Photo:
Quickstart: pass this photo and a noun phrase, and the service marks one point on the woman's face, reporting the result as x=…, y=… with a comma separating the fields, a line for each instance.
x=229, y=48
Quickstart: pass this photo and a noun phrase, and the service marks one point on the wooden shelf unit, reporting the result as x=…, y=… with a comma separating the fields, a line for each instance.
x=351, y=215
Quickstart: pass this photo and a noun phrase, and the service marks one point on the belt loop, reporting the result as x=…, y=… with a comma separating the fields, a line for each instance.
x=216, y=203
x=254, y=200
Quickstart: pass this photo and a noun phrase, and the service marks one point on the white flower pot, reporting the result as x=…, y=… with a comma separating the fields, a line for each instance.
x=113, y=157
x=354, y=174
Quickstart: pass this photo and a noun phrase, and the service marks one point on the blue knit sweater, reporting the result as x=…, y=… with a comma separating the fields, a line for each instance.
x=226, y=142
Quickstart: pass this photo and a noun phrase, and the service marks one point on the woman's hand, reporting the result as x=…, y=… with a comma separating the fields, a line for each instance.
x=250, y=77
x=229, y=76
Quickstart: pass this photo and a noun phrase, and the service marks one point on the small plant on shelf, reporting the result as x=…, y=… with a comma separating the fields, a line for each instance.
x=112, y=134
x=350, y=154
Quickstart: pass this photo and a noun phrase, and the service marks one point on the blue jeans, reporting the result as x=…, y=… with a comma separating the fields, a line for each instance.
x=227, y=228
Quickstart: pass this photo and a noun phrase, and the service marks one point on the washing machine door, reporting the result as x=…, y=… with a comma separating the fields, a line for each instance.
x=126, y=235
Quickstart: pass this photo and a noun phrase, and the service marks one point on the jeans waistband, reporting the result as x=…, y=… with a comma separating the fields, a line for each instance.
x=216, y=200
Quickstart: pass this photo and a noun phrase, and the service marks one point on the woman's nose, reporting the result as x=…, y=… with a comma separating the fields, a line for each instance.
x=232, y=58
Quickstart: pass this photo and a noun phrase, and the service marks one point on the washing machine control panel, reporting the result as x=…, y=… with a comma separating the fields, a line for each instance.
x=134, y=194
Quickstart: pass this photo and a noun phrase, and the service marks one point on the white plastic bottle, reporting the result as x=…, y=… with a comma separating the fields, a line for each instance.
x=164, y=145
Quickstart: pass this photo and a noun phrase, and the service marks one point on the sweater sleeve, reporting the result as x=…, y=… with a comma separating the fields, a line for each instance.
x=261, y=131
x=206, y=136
+ + +
**Brief:**
Each record should come back exactly as written.

**Answer section:**
Photo:
Quickstart: pass this photo and a noun phrase, and the service marks one point on the woman's face, reporting the result as x=…, y=… with a comma separating the fields, a line for each instance.
x=229, y=48
Quickstart: pass this photo and a noun phrase, and the service marks one point on the wooden shelf unit, reporting the result as x=…, y=… with a comma separating the fields, a line for each instance.
x=351, y=215
Quickstart: pass this photo and a noun phrase, and the service marks one point on the belt loop, reporting the result as x=…, y=… with a comma separating the fields, a line for each instance.
x=216, y=203
x=254, y=200
Quickstart: pass this photo and a noun phrase, and the service marks one point on the white flower pot, reporting the result as x=…, y=… with a comma separating the fields, a line for each instance.
x=113, y=157
x=354, y=174
Quickstart: pass this photo and a noun phrase, and the service marks one point on the blue knit sweater, reporting the result as x=…, y=… with a comma separating the fields, a line for each instance.
x=226, y=142
Quickstart: pass this photo and a noun phrase, and the service marks one point on the woman's hand, reporting the result as x=…, y=… with a comma separating the fields, a line for each instance.
x=250, y=77
x=229, y=76
Quickstart: pass this photo and a noun phrase, and the service marks one point on the small plant on shelf, reporting the result as x=…, y=… with a comma separating the fields, a line for each instance.
x=112, y=134
x=350, y=154
Quickstart: pass this photo and a noun phrase, and the service marks one point on the blue jeans, reporting the result as x=…, y=… with a comma separating the fields, a line for each instance.
x=227, y=228
Quickstart: pass this photo and a noun phrase, and the service marks one point on the washing machine door, reporting the result as x=…, y=… with a comma separating the fields, a line for each instance.
x=126, y=235
Quickstart: pass this photo and a noun phrase, and the service marks one point on the jeans waistband, reporting the result as x=…, y=… with a comma separating the fields, a line for each instance.
x=216, y=200
Quickstart: pass this photo and a noun phrase, and the service marks one point on the woman's nose, reporting the result as x=…, y=… with a comma separating the fields, a line for each instance.
x=232, y=58
Quickstart: pass this photo and a noun phrase, and the service marks one point on the washing machine control panel, reporting the result as x=…, y=… with a comma separating the fields, a line for each instance.
x=134, y=194
Quickstart: pass this photo and a noun phrase, and the service marks one point on the white plastic bottle, reporting the result as x=…, y=… with a comma separating the fields, a line for each instance.
x=164, y=145
Quickstart: pass this photo and a noun phrase, and the service marks one point on the sweater sleeve, reporting the result as x=…, y=… with a comma separating the fields, a line for each instance.
x=261, y=131
x=206, y=136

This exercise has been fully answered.